-- Start Material for the task --

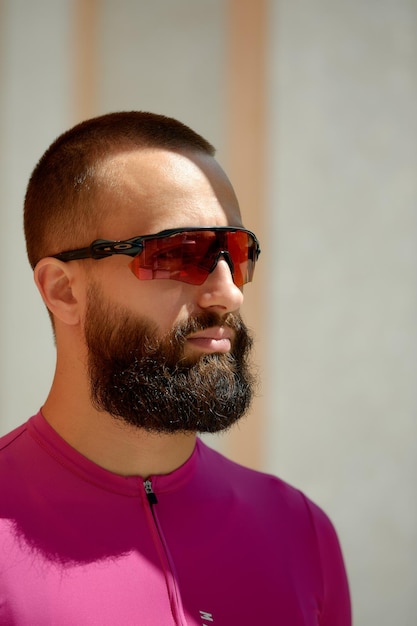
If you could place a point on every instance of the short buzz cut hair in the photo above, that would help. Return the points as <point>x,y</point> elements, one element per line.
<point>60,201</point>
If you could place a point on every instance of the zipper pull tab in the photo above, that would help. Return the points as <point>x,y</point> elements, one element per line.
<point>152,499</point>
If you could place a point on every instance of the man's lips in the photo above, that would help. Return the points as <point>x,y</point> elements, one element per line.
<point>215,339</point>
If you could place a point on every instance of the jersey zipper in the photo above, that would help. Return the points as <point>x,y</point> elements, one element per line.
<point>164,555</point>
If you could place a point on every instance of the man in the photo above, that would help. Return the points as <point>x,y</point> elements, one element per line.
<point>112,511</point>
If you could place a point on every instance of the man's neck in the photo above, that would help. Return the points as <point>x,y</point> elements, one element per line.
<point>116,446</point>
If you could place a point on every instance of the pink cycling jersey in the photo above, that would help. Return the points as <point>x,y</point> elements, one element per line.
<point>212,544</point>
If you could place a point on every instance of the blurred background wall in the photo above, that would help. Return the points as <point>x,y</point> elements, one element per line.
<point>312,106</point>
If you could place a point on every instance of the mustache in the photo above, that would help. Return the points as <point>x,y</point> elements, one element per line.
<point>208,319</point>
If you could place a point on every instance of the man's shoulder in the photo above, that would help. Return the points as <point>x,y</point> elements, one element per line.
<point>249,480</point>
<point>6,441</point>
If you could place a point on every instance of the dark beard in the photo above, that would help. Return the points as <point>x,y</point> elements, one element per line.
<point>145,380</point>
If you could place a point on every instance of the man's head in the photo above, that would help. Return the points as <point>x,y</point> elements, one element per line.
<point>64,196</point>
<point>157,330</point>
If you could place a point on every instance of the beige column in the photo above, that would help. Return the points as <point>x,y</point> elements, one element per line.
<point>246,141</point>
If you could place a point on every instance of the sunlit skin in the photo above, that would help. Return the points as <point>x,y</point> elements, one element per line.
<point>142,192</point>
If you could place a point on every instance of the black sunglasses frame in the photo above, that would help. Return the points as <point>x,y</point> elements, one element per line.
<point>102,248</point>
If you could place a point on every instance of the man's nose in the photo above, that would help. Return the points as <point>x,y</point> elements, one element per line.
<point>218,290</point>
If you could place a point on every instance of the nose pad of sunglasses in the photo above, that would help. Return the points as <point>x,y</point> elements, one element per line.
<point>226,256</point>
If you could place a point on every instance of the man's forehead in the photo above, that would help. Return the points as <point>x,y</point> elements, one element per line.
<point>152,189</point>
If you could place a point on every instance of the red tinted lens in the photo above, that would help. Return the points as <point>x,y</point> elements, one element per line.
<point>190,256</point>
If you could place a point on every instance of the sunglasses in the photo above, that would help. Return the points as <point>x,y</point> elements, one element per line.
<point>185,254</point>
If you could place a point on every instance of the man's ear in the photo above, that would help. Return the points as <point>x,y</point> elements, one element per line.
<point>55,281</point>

-- End Material for the task --

• Task objective
Reproduce every line of the records above without changing anything, and leave out the pictures.

• Final result
If you could place a point on every instance of the short buzz cut hair in the photo above, that would help. Return the points as <point>x,y</point> elements, one element per line.
<point>60,201</point>
If you could place a point on every instance of the zipper pull tab in the photo above, that would help. Return the points as <point>x,y</point> elements, one element per line.
<point>152,499</point>
If you could place a point on every instance of the man's lips in the photo above, that would help. Return the points as <point>x,y</point> elements, one element per line.
<point>215,339</point>
If you could place a point on every instance of the jersey zipper in the photo above, that would help. Return the points as <point>x,y</point> elements, one element per line.
<point>164,555</point>
If you could place a point on every instance of the man in the photo above, that would help. Return the points as <point>x,y</point> elements, one element per line.
<point>112,511</point>
If you could place a point on every instance of the man's neck in the photo above, that would help. Return the points as <point>x,y</point> elements, one element per line.
<point>116,446</point>
If you could place a point on every instance of the pink cycling jersey in the photo above, that would help. Return the points as <point>x,y</point> elements, one element per line.
<point>212,544</point>
If you could place a point on every instance of the blurred background wall in the photo above, that would help. Return the points as <point>x,y</point> elements, one element per line.
<point>312,106</point>
If you could place a point on every instance of the mustache in the photo above, that would help. Return the points as <point>x,y</point> elements, one element per line.
<point>208,319</point>
If you could place a point on every instance of the man's shoulder in the photo above, that would help. Return the points as <point>x,y</point> elements, one element per line.
<point>249,480</point>
<point>6,441</point>
If you could place a point on every instance of the dark beard in the photo above, that would help. Return the points as <point>x,y</point> elements, one element per line.
<point>145,380</point>
If you could place a point on every instance of the man's head in the photo above, that would help. Return the points as <point>x,y</point> elements, one element per line.
<point>64,196</point>
<point>157,330</point>
If you could place a point on every instance of the beige column in the photo above, that would help. Return the points as <point>x,y</point> elements, one element per line.
<point>246,141</point>
If you could place a point on every instance of the sunlit skin in the photo above, that would help. Return the points as <point>x,y</point> elements, one element per line.
<point>142,192</point>
If you could place a point on every instance of the black sunglasses frame in the photo above, that would help. Return the points as <point>x,y</point> elements, one element per line.
<point>102,248</point>
If you could place a point on every instance of the man's nose in the photo above, that would help. Return the points as <point>x,y</point> elements, one element per line.
<point>218,290</point>
If you could place a point on every instance of the nose pad of sunglasses in the photo above, that would help. Return the points as <point>x,y</point> elements, one element per line.
<point>226,256</point>
If you could place a point on every instance of the man's forehead in the photo above, that would help. Return the points as <point>x,y</point> elements, one element per line.
<point>152,189</point>
If you could place a point on every instance of the red tinted lens in the photo above, that would help. Return the points as <point>x,y</point> elements, one element per line.
<point>190,256</point>
If you could place a point on every instance of the sunglasses in the photo above, that would help. Return the points as <point>x,y</point> elements, one element per line.
<point>185,254</point>
If you could place a point on every instance of the man's ear in the photo above, that would help. Return the points as <point>x,y</point> elements, one element per line.
<point>55,281</point>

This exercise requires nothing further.